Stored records
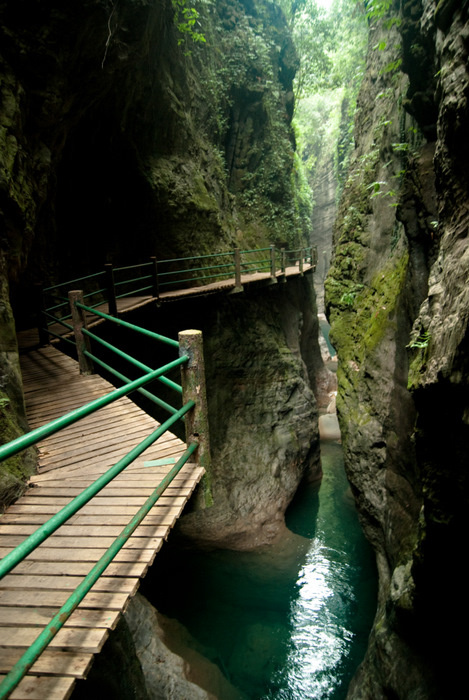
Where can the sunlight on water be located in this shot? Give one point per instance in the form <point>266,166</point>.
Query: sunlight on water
<point>290,622</point>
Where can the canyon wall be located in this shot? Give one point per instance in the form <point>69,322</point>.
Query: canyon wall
<point>398,302</point>
<point>123,136</point>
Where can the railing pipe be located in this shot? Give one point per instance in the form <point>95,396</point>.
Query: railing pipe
<point>22,666</point>
<point>77,279</point>
<point>111,289</point>
<point>131,326</point>
<point>132,360</point>
<point>44,431</point>
<point>126,380</point>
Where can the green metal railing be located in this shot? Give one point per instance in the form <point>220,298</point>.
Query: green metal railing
<point>160,276</point>
<point>13,678</point>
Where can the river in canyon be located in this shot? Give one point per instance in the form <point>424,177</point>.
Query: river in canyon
<point>289,622</point>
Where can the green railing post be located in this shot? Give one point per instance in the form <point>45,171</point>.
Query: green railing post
<point>79,323</point>
<point>40,314</point>
<point>314,256</point>
<point>111,289</point>
<point>273,266</point>
<point>283,260</point>
<point>193,389</point>
<point>238,283</point>
<point>154,277</point>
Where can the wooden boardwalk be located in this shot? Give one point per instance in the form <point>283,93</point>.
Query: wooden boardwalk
<point>68,461</point>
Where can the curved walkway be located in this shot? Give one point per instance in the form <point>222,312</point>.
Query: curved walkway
<point>68,462</point>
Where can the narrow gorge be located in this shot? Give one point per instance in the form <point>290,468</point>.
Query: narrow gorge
<point>136,128</point>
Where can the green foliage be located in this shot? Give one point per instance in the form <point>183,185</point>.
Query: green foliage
<point>421,341</point>
<point>187,19</point>
<point>326,106</point>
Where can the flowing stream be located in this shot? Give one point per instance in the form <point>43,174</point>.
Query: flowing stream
<point>290,622</point>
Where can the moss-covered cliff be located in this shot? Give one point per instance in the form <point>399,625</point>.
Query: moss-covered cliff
<point>121,138</point>
<point>398,302</point>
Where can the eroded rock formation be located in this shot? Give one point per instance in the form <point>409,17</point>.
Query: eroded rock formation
<point>120,138</point>
<point>398,302</point>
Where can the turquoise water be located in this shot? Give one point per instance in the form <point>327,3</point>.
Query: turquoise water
<point>290,622</point>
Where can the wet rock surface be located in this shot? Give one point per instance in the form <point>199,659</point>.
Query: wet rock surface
<point>398,307</point>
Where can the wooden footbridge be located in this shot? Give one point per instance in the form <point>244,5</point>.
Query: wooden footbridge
<point>71,560</point>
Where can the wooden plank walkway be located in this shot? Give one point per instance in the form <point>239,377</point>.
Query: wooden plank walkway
<point>68,461</point>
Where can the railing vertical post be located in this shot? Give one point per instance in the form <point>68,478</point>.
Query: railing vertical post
<point>273,268</point>
<point>283,260</point>
<point>111,289</point>
<point>154,275</point>
<point>237,254</point>
<point>79,322</point>
<point>41,318</point>
<point>193,388</point>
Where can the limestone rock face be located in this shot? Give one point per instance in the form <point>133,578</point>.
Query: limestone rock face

PROBLEM TO SOLVE:
For this exercise, find all lines in the records containing the word "limestone" and copy them.

SOLUTION TO THE PROBLEM:
Where can the limestone rock face be located in this shot? Give one point per instance in the form <point>133,578</point>.
Query: limestone rock face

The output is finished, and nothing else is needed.